* begin STORED RECORDS *

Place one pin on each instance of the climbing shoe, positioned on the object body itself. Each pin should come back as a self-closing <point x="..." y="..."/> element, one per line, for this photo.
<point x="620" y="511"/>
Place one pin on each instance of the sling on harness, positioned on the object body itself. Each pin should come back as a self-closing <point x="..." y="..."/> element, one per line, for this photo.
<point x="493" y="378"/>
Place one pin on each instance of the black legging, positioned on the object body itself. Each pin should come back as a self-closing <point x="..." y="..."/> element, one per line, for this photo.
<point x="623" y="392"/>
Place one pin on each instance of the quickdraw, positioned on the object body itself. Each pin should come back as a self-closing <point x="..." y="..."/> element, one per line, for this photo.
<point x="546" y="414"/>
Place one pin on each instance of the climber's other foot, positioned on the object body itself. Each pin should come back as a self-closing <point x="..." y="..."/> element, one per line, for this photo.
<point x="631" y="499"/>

* end STORED RECORDS *

#### [SET PROBLEM]
Convert the rows above into a Markdown table with the columns Number and Line, putting each nonblank line in its own numbered entry.

#### [THE SOLUTION]
| Number | Line |
|---|---|
| 1 | Place one pin on each instance of the climbing shoe, positioned on the object body itself. Each pin should come back as a self-closing <point x="..." y="..."/> element, one per line, for this photo. |
| 2 | <point x="620" y="511"/> |
| 3 | Place one pin on each instance of the sling on harness, positioned on the object body itself. Each pin should come back as a self-closing <point x="..." y="..."/> element, one per line, for this photo. |
| 4 | <point x="493" y="378"/> |
| 5 | Place one pin on each instance of the black legging, positioned on the object body itself. Each pin should come back as a self-closing <point x="..." y="..."/> element, one per line, for this photo. |
| 6 | <point x="623" y="392"/> |
| 7 | Place one pin on each instance of the quickdraw, positioned on the object body itself. Each pin should come back as a self-closing <point x="..." y="..."/> element, one per line, for this photo. |
| 8 | <point x="546" y="414"/> |
| 9 | Place one pin on each instance of the climber's other foot, positioned on the object body itself. Each pin should come back as a self-closing <point x="..." y="..."/> element, one per line, for this photo. |
| 10 | <point x="631" y="499"/> |